== Provided data ==
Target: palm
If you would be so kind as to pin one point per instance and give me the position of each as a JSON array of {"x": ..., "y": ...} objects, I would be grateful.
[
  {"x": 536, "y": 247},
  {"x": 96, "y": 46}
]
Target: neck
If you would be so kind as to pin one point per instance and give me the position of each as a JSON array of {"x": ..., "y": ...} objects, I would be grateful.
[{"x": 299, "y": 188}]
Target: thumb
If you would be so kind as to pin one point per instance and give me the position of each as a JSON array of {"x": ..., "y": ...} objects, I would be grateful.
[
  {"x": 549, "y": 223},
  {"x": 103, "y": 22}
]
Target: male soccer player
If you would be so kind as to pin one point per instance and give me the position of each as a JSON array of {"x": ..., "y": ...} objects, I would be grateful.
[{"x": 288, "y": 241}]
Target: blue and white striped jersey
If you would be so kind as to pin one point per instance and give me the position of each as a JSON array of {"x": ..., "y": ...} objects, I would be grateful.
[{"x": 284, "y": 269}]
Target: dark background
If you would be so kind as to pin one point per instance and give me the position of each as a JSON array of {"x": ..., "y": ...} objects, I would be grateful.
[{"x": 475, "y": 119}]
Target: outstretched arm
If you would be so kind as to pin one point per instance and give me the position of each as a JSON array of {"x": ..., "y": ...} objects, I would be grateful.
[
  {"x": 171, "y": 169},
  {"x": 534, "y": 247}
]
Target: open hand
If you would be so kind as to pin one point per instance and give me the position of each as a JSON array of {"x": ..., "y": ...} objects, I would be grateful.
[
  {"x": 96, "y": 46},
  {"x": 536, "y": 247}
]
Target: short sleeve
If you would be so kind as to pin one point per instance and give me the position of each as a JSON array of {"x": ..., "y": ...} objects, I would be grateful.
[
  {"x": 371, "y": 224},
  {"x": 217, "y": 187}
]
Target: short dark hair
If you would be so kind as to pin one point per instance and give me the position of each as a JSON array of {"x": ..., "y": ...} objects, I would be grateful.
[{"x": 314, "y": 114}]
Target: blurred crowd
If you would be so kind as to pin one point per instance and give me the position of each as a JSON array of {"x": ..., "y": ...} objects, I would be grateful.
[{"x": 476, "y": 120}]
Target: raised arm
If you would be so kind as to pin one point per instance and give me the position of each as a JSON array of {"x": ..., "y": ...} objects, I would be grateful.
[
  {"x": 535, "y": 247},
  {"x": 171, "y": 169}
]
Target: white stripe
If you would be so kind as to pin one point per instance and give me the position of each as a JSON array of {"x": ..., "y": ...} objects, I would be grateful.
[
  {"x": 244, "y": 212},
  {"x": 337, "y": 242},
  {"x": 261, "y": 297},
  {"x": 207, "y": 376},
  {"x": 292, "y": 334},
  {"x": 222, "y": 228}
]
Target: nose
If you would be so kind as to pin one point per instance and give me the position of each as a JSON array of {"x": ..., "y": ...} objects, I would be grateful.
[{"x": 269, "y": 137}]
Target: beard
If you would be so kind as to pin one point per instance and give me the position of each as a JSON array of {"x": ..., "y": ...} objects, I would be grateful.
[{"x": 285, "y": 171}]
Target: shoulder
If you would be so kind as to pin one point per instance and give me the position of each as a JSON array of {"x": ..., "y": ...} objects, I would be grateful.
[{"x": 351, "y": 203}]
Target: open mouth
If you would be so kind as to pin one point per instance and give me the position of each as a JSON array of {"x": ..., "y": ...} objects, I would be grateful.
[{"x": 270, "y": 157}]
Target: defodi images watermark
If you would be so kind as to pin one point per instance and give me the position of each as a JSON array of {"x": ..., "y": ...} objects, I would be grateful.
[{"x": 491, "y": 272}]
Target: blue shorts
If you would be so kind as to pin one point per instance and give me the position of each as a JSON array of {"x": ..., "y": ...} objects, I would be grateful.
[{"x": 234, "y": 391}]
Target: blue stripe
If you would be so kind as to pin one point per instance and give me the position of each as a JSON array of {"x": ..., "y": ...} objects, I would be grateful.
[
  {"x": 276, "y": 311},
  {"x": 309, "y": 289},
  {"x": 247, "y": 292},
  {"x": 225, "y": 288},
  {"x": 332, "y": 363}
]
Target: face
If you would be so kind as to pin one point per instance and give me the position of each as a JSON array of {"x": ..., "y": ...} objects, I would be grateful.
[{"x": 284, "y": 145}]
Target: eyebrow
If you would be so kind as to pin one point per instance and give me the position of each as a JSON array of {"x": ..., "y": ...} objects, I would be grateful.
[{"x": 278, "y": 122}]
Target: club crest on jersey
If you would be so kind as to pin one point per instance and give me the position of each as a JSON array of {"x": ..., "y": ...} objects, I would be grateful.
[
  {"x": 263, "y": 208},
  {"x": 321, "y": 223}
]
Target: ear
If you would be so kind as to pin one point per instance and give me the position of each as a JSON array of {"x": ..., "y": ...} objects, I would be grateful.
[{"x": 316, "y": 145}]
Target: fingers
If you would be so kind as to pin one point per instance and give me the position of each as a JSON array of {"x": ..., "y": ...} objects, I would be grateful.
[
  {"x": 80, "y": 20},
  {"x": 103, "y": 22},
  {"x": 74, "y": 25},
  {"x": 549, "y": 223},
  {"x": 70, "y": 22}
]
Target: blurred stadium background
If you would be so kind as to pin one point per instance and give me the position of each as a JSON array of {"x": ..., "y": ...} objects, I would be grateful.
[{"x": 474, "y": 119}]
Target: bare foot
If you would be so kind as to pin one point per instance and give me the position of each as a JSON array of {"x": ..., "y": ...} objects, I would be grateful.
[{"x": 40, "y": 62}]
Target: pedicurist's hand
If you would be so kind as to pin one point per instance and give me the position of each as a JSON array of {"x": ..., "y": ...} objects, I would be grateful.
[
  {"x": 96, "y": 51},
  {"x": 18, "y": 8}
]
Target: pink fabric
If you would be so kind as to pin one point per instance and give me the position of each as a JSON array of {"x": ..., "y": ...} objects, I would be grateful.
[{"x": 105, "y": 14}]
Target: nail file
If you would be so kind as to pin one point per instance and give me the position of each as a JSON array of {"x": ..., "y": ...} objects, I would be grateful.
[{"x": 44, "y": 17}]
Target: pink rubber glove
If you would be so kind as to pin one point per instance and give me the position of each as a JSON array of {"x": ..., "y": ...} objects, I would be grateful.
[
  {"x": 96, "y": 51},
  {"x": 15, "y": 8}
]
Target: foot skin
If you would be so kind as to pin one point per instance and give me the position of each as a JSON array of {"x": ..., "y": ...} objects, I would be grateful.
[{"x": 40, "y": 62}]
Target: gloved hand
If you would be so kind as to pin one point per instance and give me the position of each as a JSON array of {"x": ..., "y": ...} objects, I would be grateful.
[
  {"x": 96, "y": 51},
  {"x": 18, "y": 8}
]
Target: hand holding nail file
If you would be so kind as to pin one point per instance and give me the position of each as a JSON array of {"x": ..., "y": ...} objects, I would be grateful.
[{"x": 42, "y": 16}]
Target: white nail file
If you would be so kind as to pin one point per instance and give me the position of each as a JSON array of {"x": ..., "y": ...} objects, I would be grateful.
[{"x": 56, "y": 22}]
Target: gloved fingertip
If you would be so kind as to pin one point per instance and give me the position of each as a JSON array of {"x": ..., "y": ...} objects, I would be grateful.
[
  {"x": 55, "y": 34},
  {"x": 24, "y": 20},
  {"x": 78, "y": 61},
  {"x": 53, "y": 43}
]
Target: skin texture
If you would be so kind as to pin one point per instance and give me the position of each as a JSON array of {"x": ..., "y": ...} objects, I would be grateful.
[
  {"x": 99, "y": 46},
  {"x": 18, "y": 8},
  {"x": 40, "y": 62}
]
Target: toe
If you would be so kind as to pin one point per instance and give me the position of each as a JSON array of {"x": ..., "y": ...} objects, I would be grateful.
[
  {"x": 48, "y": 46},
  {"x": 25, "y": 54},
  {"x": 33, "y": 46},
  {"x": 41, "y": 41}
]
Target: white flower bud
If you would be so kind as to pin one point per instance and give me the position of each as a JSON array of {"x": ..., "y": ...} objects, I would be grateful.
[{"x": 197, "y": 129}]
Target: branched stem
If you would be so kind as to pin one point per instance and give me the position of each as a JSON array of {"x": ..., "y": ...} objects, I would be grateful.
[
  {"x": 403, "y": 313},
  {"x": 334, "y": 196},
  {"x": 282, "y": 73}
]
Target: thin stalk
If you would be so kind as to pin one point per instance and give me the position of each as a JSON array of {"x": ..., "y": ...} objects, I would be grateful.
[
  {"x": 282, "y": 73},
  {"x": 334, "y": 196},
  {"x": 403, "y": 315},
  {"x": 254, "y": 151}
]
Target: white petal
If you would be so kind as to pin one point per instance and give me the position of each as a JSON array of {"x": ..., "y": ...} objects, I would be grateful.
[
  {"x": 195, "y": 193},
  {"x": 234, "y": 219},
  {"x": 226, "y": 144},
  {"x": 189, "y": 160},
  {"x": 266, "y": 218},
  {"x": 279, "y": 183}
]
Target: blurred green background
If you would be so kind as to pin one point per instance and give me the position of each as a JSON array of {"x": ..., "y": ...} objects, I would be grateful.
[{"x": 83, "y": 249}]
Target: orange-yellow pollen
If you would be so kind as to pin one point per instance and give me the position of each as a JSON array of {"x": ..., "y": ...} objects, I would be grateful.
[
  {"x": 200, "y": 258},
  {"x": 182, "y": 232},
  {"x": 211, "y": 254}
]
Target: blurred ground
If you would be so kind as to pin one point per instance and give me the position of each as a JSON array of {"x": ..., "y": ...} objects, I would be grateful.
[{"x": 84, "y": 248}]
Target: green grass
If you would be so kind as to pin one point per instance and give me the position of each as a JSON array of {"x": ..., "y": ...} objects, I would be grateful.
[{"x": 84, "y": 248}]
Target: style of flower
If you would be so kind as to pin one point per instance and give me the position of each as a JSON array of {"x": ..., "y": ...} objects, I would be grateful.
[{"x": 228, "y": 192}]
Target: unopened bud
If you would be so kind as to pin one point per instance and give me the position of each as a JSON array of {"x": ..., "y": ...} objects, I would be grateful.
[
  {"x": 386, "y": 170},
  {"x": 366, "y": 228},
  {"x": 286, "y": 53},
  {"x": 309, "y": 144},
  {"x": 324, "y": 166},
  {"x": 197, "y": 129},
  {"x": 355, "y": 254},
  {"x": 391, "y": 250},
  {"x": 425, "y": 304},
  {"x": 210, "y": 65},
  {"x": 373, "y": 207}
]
===
Action item: Both the line containing "Target: toe" and the line containing "Target: orange-yellow pollen" belong in the answer. Print them and every line above that falls between them exactly, and no others.

Answer to this exercise:
Target: toe
If you would be so kind as to pin one point per instance and give me the position of each as a JSON array of {"x": ..., "y": ...} objects, I would be grateful.
[
  {"x": 48, "y": 46},
  {"x": 25, "y": 54},
  {"x": 33, "y": 46},
  {"x": 41, "y": 41}
]
Target: white flower bud
If you would be so kind as to pin one point per instance and give me the position of each as a JSON array of {"x": ..., "y": ...} objects, I would be grateful.
[{"x": 197, "y": 129}]
Target: branched stem
If you would be so kind as to pin one point per instance and give me the position of each as a JSON array of {"x": ..., "y": ...} objects, I would be grateful.
[
  {"x": 403, "y": 313},
  {"x": 334, "y": 196},
  {"x": 282, "y": 73}
]
Target: thin stalk
If you would be so kind as to pin one point per instance and give me the position of each as a JSON array of {"x": ..., "y": ...} objects, I would be grateful.
[
  {"x": 282, "y": 73},
  {"x": 334, "y": 196},
  {"x": 403, "y": 315},
  {"x": 254, "y": 151}
]
Target: white petal
If you would be so kind as to pin one point per instance and give me the position of each as a JSON array of {"x": ..., "y": ...} objects, I would be grateful.
[
  {"x": 195, "y": 193},
  {"x": 234, "y": 219},
  {"x": 226, "y": 144},
  {"x": 189, "y": 160},
  {"x": 266, "y": 218},
  {"x": 279, "y": 183}
]
Target: blurred green background
If you would be so kind as to pin one point per instance and give me the position of each as a JSON array of {"x": ..., "y": ...} objects, I would be grateful.
[{"x": 83, "y": 249}]
Target: orange-yellow pollen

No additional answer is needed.